-------- Source extract --------

30/05/06
Librarything
Sigh. AbeBooks has bought a 40% stake in Librarything. Press Release.
Why the sigh? Well, really, because I wanted it.
Librarything (LT) is a website that allows visitors to catalogue their book collections, ‘tag’ books in their collection, and then see how their collection relates to others’ with the same books and tags. As such it is at the same time a ‘recommendation engine’ and the basis for a ’social networking’ book site.
To date it has remained pretty small, 35k unique users, but the potential of the community is what makes it attractive. The technology itself is easy enough to mimic, but the user base is fanatical, and evangelical, about the site, and each other. Its independence has clearly helped it gain this trust - and that trust is at the core of a successful community site. You couldn’t just recreate it and hope to do the same again.

-------- Listed entries --------

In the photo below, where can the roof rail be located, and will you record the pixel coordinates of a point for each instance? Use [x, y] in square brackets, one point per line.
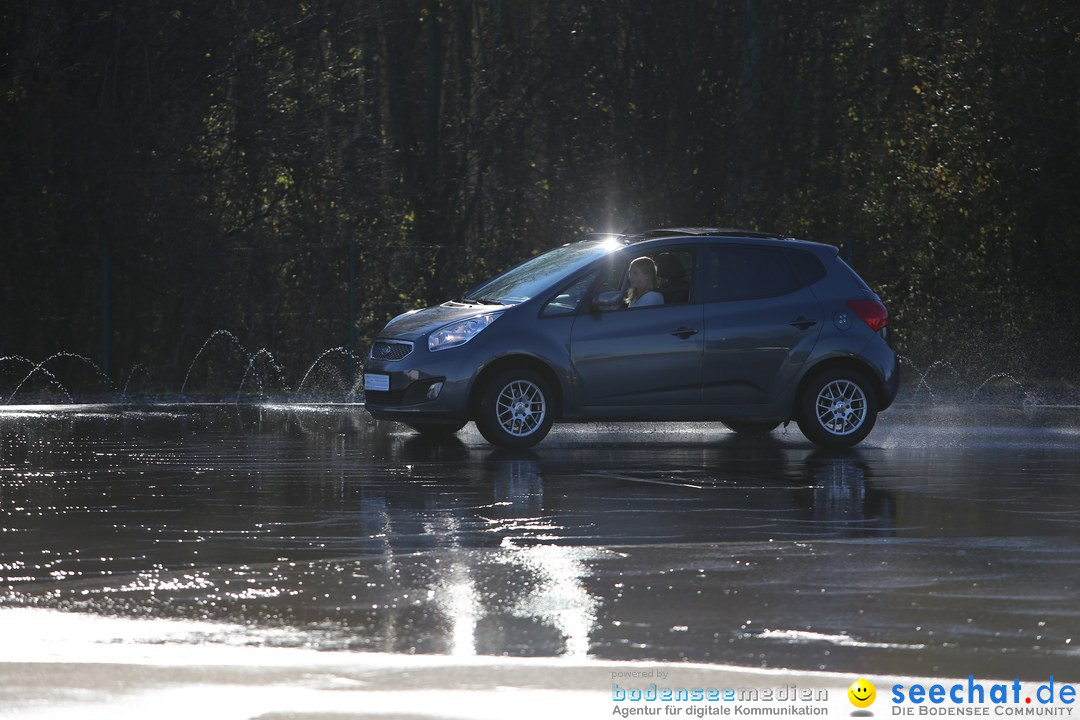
[721, 232]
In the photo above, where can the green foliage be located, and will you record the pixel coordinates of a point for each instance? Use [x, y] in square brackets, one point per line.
[228, 154]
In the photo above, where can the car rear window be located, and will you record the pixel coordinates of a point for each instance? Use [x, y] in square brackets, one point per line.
[745, 272]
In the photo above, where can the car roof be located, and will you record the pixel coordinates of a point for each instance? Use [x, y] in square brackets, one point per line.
[704, 233]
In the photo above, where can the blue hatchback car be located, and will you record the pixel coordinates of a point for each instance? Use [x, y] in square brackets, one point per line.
[741, 327]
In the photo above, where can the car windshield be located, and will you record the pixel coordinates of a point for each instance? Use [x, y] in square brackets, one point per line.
[526, 280]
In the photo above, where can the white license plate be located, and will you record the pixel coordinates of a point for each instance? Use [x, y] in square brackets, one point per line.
[376, 382]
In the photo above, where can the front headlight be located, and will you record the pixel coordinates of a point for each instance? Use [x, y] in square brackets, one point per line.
[459, 334]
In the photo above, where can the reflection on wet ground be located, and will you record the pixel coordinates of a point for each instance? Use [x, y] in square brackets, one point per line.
[944, 545]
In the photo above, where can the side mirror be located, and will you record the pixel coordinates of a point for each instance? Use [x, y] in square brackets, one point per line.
[607, 301]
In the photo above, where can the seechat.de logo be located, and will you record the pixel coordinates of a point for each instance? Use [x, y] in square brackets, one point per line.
[862, 693]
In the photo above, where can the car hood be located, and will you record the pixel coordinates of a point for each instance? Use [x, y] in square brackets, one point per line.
[418, 323]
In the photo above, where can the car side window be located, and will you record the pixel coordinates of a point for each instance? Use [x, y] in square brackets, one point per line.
[746, 272]
[674, 280]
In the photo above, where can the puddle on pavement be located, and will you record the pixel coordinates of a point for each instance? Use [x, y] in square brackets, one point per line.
[946, 544]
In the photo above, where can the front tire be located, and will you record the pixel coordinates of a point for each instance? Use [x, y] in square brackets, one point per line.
[837, 408]
[516, 409]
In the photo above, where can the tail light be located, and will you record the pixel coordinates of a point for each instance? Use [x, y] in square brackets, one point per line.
[872, 312]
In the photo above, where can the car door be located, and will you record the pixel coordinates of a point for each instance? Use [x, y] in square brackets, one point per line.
[760, 323]
[648, 357]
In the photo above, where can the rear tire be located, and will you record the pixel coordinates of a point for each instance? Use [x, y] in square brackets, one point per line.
[837, 408]
[516, 409]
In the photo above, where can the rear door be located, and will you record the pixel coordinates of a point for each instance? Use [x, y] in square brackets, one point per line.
[760, 320]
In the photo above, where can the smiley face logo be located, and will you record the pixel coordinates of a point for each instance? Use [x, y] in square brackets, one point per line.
[862, 693]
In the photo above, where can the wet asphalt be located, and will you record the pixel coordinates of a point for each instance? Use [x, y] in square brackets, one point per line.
[946, 544]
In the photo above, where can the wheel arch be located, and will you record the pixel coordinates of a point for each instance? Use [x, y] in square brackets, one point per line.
[507, 362]
[845, 363]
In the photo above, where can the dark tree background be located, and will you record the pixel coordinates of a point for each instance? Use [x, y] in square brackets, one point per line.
[228, 164]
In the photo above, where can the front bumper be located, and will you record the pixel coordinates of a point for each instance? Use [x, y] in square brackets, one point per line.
[421, 386]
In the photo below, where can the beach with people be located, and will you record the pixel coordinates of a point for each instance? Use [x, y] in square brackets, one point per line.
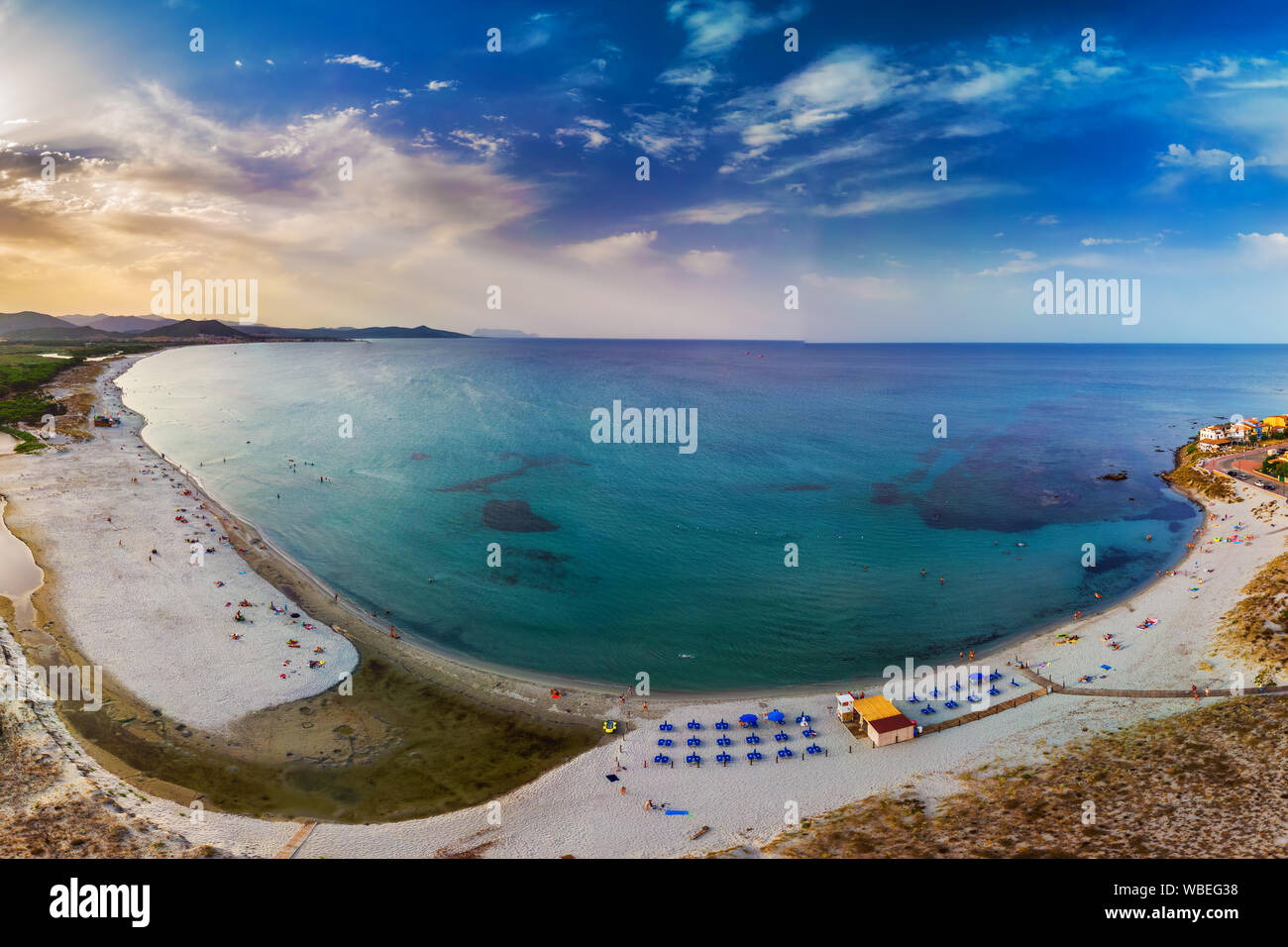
[117, 532]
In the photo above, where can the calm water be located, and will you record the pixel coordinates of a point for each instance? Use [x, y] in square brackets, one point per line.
[674, 564]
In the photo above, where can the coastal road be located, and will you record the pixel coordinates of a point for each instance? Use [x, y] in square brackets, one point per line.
[1248, 463]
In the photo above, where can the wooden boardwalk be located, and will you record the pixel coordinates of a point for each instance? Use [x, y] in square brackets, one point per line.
[300, 836]
[1047, 685]
[1108, 692]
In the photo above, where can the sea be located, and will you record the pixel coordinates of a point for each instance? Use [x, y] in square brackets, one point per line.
[844, 508]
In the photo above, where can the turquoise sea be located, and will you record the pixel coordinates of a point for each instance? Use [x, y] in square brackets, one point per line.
[649, 560]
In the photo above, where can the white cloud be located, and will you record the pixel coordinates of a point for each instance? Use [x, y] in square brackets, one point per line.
[487, 146]
[914, 198]
[717, 26]
[665, 136]
[588, 129]
[612, 250]
[707, 262]
[1265, 248]
[722, 213]
[361, 60]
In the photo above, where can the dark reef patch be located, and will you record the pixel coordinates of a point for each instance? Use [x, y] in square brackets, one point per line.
[514, 515]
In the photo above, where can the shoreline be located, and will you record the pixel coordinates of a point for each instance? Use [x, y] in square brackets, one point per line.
[439, 659]
[568, 808]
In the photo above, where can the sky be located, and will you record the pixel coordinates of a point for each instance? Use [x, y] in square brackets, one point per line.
[768, 167]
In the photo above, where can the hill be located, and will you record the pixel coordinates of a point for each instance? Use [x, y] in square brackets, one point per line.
[192, 329]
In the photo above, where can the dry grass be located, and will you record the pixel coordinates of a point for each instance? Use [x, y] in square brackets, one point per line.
[1211, 784]
[47, 814]
[1189, 476]
[1256, 630]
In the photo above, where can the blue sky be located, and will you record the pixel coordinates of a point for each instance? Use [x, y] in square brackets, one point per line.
[768, 167]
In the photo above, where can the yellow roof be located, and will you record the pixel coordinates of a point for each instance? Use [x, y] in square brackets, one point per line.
[875, 707]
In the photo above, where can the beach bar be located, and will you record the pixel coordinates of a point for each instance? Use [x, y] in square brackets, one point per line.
[883, 722]
[845, 706]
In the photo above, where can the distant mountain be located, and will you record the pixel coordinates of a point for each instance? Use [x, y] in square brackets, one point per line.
[14, 321]
[31, 326]
[117, 324]
[348, 333]
[192, 329]
[503, 334]
[62, 333]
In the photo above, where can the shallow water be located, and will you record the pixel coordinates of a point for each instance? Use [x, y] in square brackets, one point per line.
[634, 558]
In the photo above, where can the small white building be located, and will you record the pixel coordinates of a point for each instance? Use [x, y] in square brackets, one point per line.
[845, 706]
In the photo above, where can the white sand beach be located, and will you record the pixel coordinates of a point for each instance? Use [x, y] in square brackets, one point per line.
[161, 625]
[161, 628]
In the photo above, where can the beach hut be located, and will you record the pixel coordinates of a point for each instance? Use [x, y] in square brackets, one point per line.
[845, 706]
[890, 729]
[883, 720]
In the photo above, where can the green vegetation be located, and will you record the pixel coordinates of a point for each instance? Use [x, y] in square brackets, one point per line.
[24, 369]
[26, 442]
[1126, 793]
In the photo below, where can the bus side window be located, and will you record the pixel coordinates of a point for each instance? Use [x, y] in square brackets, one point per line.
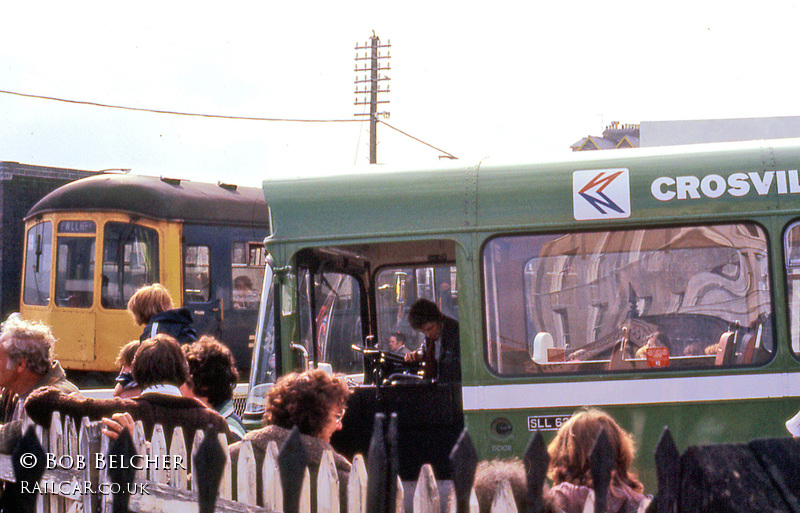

--------

▸ Stated problem: Rewrite the Librarything post from "Why the sigh?" up to and including "the same again.", substituting "readers" for "visitors".

▸ The output:
Why the sigh? Well, really, because I wanted it.
Librarything (LT) is a website that allows readers to catalogue their book collections, ‘tag’ books in their collection, and then see how their collection relates to others’ with the same books and tags. As such it is at the same time a ‘recommendation engine’ and the basis for a ’social networking’ book site.
To date it has remained pretty small, 35k unique users, but the potential of the community is what makes it attractive. The technology itself is easy enough to mimic, but the user base is fanatical, and evangelical, about the site, and each other. Its independence has clearly helped it gain this trust - and that trust is at the core of a successful community site. You couldn’t just recreate it and hope to do the same again.